Can you change every "researcher" in the rows below to "analyst" and leave everything else unchanged?

[start of Recorded information]

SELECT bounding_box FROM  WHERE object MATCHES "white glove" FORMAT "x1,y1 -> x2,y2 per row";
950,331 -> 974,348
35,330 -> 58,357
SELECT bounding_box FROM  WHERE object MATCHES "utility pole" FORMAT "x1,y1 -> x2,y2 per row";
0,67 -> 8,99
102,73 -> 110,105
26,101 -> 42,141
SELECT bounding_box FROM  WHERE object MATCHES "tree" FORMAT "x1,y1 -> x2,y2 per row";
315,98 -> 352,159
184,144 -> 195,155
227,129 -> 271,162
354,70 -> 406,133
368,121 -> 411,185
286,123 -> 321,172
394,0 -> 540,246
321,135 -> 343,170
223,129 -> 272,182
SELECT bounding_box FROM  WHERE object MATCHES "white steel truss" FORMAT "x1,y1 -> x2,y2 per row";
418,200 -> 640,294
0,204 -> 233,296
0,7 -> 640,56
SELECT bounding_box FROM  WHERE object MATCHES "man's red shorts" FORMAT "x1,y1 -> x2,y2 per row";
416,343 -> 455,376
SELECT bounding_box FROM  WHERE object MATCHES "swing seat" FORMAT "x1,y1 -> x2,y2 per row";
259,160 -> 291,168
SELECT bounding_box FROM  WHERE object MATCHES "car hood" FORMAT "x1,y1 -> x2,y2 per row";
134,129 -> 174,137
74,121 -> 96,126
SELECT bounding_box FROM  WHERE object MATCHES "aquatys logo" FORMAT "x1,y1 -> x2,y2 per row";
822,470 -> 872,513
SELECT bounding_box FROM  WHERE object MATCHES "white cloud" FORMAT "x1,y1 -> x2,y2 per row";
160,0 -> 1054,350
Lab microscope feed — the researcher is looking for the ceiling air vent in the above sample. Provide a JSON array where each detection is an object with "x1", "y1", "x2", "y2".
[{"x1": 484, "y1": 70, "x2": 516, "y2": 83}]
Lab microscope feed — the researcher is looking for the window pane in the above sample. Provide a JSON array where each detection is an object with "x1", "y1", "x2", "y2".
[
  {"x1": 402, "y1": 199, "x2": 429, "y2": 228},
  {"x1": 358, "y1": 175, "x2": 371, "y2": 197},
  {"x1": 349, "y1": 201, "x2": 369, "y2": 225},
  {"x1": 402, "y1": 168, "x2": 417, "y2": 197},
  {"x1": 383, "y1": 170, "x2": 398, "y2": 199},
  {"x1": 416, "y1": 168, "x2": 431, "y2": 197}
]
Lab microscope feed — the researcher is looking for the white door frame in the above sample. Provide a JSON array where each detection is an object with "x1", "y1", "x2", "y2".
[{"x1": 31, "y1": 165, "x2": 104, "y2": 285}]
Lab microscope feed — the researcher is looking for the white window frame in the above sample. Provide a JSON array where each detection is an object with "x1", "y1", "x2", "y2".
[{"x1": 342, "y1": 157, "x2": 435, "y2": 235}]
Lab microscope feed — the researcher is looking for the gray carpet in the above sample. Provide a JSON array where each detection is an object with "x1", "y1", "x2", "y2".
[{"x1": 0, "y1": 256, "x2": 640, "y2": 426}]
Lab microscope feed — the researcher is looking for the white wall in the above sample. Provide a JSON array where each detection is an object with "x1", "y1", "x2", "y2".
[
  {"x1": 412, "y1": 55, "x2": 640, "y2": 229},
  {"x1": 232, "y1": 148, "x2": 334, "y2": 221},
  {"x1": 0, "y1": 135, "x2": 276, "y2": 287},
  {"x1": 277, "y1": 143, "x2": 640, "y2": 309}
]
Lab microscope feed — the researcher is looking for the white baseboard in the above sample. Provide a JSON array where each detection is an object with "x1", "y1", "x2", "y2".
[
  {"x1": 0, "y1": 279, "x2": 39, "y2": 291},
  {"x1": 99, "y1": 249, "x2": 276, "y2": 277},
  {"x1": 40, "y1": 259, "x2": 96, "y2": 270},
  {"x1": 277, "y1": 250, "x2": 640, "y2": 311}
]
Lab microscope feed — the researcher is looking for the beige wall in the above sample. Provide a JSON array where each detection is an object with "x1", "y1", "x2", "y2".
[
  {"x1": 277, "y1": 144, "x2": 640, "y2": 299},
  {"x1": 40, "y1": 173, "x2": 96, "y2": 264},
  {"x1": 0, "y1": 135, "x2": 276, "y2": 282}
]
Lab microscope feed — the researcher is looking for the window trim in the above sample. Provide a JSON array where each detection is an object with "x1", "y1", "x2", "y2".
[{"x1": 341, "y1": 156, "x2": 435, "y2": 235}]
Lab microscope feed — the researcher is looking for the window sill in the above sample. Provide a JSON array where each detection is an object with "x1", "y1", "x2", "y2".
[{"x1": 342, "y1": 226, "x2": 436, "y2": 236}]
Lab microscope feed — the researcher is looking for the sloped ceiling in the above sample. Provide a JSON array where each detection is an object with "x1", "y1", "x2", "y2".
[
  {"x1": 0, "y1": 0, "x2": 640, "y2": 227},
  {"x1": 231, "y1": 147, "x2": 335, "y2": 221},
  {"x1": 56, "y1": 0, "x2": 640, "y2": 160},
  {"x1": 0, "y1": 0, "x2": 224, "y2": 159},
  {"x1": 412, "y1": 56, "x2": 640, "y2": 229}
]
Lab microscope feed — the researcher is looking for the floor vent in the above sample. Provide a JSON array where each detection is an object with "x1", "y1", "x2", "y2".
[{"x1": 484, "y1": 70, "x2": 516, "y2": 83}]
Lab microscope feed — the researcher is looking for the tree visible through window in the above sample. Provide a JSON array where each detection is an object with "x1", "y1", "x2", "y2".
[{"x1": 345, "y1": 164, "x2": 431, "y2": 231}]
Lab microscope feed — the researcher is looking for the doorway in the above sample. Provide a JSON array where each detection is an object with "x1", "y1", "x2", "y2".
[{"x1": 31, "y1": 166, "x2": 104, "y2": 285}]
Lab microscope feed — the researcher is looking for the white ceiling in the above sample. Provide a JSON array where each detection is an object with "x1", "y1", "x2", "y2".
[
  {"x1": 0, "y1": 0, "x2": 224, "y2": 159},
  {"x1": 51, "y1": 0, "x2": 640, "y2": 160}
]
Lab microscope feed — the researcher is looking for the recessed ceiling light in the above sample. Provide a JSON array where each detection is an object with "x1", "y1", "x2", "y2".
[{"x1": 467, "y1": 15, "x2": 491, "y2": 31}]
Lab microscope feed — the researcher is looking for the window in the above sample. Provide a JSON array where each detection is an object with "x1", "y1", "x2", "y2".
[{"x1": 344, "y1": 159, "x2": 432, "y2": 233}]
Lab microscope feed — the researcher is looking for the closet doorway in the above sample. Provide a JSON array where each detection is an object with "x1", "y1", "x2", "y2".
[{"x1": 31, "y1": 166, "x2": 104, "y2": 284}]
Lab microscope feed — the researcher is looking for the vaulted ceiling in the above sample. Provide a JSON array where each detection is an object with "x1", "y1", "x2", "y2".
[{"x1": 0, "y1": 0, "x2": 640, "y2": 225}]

[end of Recorded information]

**Task response**
SELECT bounding_box FROM  WHERE object MATCHES "white glove" FORMAT "x1,y1 -> x2,y2 per row";
950,331 -> 974,348
35,330 -> 58,357
SELECT bounding_box FROM  WHERE object MATCHES "utility pole" FORMAT "x1,y1 -> x2,y2 per row";
0,67 -> 8,99
102,73 -> 110,105
26,101 -> 42,141
SELECT bounding_box FROM  WHERE object MATCHES "tree" FORMAT "x1,y1 -> x2,y2 per row";
315,98 -> 352,159
184,144 -> 195,155
227,129 -> 271,162
354,70 -> 406,133
368,121 -> 411,185
286,123 -> 321,172
394,0 -> 540,246
321,135 -> 343,170
223,129 -> 272,182
SELECT bounding_box FROM  WHERE object MATCHES "white steel truss" FORMAT "x1,y1 -> x2,y2 per row";
418,200 -> 640,294
0,204 -> 233,296
0,7 -> 640,56
SELECT bounding_box FROM  WHERE object MATCHES "man's red shorts" FORMAT "x1,y1 -> x2,y2 per row";
416,343 -> 455,376
SELECT bounding_box FROM  WHERE object MATCHES "swing seat" FORMAT "x1,y1 -> x2,y2 per row";
259,160 -> 291,168
SELECT bounding_box FROM  WHERE object MATCHES "car hood" FORMAT "x1,y1 -> x2,y2 per row";
134,129 -> 174,137
74,121 -> 96,126
SELECT bounding_box FROM  WHERE object MATCHES "aquatys logo" FORMAT "x1,y1 -> x2,y2 per row";
822,470 -> 872,513
SELECT bounding_box FROM  WHERE object MATCHES "white cloud" FORMAT "x1,y1 -> x2,y2 per row";
160,0 -> 1054,350
Lab microscope feed — the analyst is looking for the ceiling air vent in the above sample. Provide a JSON array where each detection is an object with "x1", "y1", "x2", "y2".
[{"x1": 484, "y1": 70, "x2": 516, "y2": 83}]
Lab microscope feed — the analyst is looking for the window pane in the above sample. Provide a JSON array where each detection is an object with "x1", "y1", "x2", "y2".
[
  {"x1": 402, "y1": 199, "x2": 429, "y2": 228},
  {"x1": 358, "y1": 175, "x2": 371, "y2": 197},
  {"x1": 349, "y1": 201, "x2": 369, "y2": 225},
  {"x1": 402, "y1": 168, "x2": 417, "y2": 197},
  {"x1": 383, "y1": 170, "x2": 398, "y2": 199},
  {"x1": 416, "y1": 168, "x2": 431, "y2": 197}
]
Lab microscope feed — the analyst is looking for the white door frame in the above sample. Provide a JSON array where each detection is an object with "x1", "y1", "x2", "y2".
[{"x1": 31, "y1": 165, "x2": 104, "y2": 285}]
Lab microscope feed — the analyst is looking for the white window frame in the above sample. Provide a JSON array where each detection is an object with "x1", "y1", "x2", "y2".
[{"x1": 342, "y1": 157, "x2": 435, "y2": 235}]
Lab microscope feed — the analyst is looking for the gray carpet in the above sample. Provide a JSON array where each detection is an object with "x1", "y1", "x2", "y2".
[{"x1": 0, "y1": 256, "x2": 640, "y2": 426}]
Lab microscope feed — the analyst is looking for the white wall in the above sample. Provide a JSON array where each detection is an object with "x1", "y1", "x2", "y2".
[
  {"x1": 412, "y1": 55, "x2": 640, "y2": 229},
  {"x1": 232, "y1": 148, "x2": 334, "y2": 221},
  {"x1": 0, "y1": 135, "x2": 276, "y2": 287},
  {"x1": 277, "y1": 143, "x2": 640, "y2": 309}
]
Lab microscope feed — the analyst is looking for the white baseboard in the above sample. Provide a JSON array where each detection is an object with "x1", "y1", "x2", "y2".
[
  {"x1": 0, "y1": 279, "x2": 39, "y2": 291},
  {"x1": 99, "y1": 249, "x2": 276, "y2": 277},
  {"x1": 40, "y1": 259, "x2": 96, "y2": 270},
  {"x1": 277, "y1": 250, "x2": 640, "y2": 311}
]
Lab microscope feed — the analyst is looking for the beige wall in the above sample. Provide a JSON array where each detection is an object with "x1", "y1", "x2", "y2".
[
  {"x1": 277, "y1": 144, "x2": 640, "y2": 299},
  {"x1": 40, "y1": 173, "x2": 96, "y2": 264},
  {"x1": 0, "y1": 135, "x2": 276, "y2": 282}
]
Lab microscope feed — the analyst is looking for the window trim in the above sample. Provide a JSON array where each detection is an object with "x1", "y1", "x2", "y2".
[{"x1": 341, "y1": 156, "x2": 435, "y2": 235}]
Lab microscope feed — the analyst is looking for the window sill in the above sample. Provide a JSON array where each detection is an object with "x1", "y1", "x2", "y2".
[{"x1": 342, "y1": 226, "x2": 436, "y2": 236}]
Lab microscope feed — the analyst is looking for the sloped ceiling in the above sample. Provide a JSON array where each detection is an object with "x1", "y1", "x2", "y2".
[
  {"x1": 0, "y1": 0, "x2": 640, "y2": 227},
  {"x1": 231, "y1": 147, "x2": 335, "y2": 221},
  {"x1": 56, "y1": 0, "x2": 640, "y2": 160},
  {"x1": 0, "y1": 0, "x2": 224, "y2": 159},
  {"x1": 412, "y1": 56, "x2": 640, "y2": 229}
]
Lab microscope feed — the analyst is looking for the floor vent in the above sample. Provide a JSON array where each detection is an object with "x1", "y1", "x2", "y2".
[{"x1": 484, "y1": 70, "x2": 516, "y2": 83}]
Lab microscope feed — the analyst is looking for the tree visible through window in the above sample. Provide a JSON array where each detection is an object with "x1", "y1", "x2", "y2".
[{"x1": 345, "y1": 164, "x2": 431, "y2": 231}]
Lab microscope feed — the analyst is looking for the doorway in the above sample. Provide a JSON array where each detection is an object with "x1", "y1", "x2", "y2".
[{"x1": 31, "y1": 166, "x2": 104, "y2": 285}]
Lab microscope feed — the analyst is looking for the white ceiling in the above sample. Provide a JSON array where each detection is an object with "x1", "y1", "x2", "y2".
[
  {"x1": 0, "y1": 0, "x2": 224, "y2": 159},
  {"x1": 51, "y1": 0, "x2": 640, "y2": 160}
]
Lab microscope feed — the analyst is looking for the recessed ceiling light in the above sample. Provide a JSON array where each detection is an object with "x1", "y1", "x2", "y2".
[{"x1": 467, "y1": 15, "x2": 491, "y2": 31}]
Lab microscope feed — the analyst is looking for the window in the above sample. Provide a JSON array where each detection is an object with "x1", "y1", "x2", "y2".
[{"x1": 344, "y1": 159, "x2": 432, "y2": 233}]
Lab microscope feed — the analyst is looking for the closet doorway in the above sample. Provide a JSON array where each detection is an object with "x1", "y1", "x2", "y2".
[{"x1": 31, "y1": 166, "x2": 104, "y2": 284}]
Lab microscope feed — the analyst is looking for the vaulted ceiling in the above sample. Provide a JSON array where each detection is an object with "x1", "y1", "x2", "y2".
[{"x1": 0, "y1": 0, "x2": 640, "y2": 225}]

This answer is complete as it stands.